→ **Problem details**
Every entry should appear in your answer exactly as it does here.

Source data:
○ ○ ○ ○

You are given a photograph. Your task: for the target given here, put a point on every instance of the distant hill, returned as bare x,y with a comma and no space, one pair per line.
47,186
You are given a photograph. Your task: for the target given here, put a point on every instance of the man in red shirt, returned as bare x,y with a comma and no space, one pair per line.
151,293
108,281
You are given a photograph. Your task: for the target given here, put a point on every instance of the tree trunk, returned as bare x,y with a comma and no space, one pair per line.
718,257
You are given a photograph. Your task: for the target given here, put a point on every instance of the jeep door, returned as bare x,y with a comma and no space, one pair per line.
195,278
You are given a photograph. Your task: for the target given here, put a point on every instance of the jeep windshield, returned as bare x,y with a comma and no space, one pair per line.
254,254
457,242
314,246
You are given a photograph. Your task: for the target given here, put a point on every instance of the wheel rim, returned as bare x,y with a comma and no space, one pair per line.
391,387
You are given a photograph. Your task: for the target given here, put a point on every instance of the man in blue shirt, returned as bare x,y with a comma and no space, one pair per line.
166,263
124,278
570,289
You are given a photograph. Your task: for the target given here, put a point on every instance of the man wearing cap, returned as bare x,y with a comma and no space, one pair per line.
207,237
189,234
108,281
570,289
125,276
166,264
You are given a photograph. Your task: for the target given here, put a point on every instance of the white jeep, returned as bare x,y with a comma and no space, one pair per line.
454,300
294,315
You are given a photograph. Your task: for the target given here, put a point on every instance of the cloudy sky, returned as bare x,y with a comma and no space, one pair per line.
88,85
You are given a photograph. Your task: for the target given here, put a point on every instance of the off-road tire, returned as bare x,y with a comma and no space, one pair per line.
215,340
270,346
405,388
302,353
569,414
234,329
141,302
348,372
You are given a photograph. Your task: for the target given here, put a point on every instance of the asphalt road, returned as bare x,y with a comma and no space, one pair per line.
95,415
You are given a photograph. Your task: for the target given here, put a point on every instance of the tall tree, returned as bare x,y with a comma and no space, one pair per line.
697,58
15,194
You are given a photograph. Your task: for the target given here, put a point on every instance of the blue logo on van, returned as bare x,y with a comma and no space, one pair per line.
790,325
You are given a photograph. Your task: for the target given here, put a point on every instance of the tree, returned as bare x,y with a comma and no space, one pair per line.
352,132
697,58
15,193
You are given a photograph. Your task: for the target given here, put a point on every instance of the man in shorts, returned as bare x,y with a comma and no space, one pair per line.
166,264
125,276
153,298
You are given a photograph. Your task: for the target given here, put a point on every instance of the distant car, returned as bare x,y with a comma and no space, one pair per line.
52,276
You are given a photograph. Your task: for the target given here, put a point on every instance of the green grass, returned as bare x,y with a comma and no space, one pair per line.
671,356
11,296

○ ○ ○ ○

→ **Solution to this problem**
You are given a photograph. Your task: for the target given here, put a point on every instance of the distant hill, returned as bare x,y with a comma and no space, one pair per line.
47,186
You are given a photograph. Your task: for the target given here, put a point on every instance of the man in red shirt, returned as bare x,y with a comma and no space, one pair per line.
151,293
108,281
You are given a photograph. Your task: for the target given here, put a point on every instance of the tree trunk, returned as bare x,y with a comma and no space, one pair per line.
718,257
You are given a photograph. Your task: for the target given here, put a point on every instance of the jeep door, returned as bare x,y with a comma and no space, one pair per line.
195,278
You are given a photograph. Your task: for the target given here, put a point on every instance of the jeep windshield, returned as bare x,y with a comma and no space, one pair per line.
254,254
457,242
314,246
You are given a photograph. Your task: for the target given here, put a point on every instance of the wheel rim, returned as bare x,y with a comma and no space, one pair per line.
391,387
You are given a photograph. Your task: for the target given here, put a point on every instance of the man in blue shirt, returned as bare x,y with a comma and no space, one pair per line.
166,263
124,278
570,289
You are given a photograph. Your task: for the target given here, put a point on every instance of the man wearing cap, returned as bare x,y with a comma and no space, one pair per line.
207,237
189,234
108,281
570,289
125,276
166,264
You are given a photograph. Your task: for the target given here, put a point on every instance of the white jeep, returned as bare x,y with a comma and no space, one pair per line.
454,300
294,315
You are given a photograph. Your task: for the target given here, put a point on every instance of the cloudy sky, returned as bare x,y with a comma and no space, one pair per line.
88,85
You are given a photograph. Your task: for the target given here, put a point on every instance of the off-road tire, returned as bare x,y with a comma and no space, one pair per line.
215,340
270,346
405,388
302,353
569,414
234,329
141,302
348,372
You are given a photograph. Your task: for the target given here, put a point on every instance of the asphalt road, returned as bare x,y with a comma and no space, one pair per line.
95,415
You are given a photograph. Your task: for the target given here, put a point on every instance of the tall tree, returned as bare x,y with a comma and no space, one pair per line.
697,58
15,194
You are given a photograph. Your task: for the target given here, put a point on every instance of the blue logo on van, returned as bare x,y with a comma and no space, one pair per line.
790,325
You are given a photograph. Your task: for the target given here, put a point on every instance of the tree, returned as bare x,y with a comma and no space, one pair per line.
352,132
697,58
15,193
You are given a photograph. Your task: for the target given here, put a point on every instance of the man in shorts, returned as bare x,y with a comma and no space, one pair per line.
166,264
125,276
153,298
You are given a photograph. Your task: for the target given here, put a point on every instance of the distant car, returned as bare x,y with a comma and no space, one pair per line.
52,276
You are given a photograph. Your task: for the target given here, put a point on every instance of the green grass, returned as bare x,y with a comma and no space, one pair per line.
671,356
11,296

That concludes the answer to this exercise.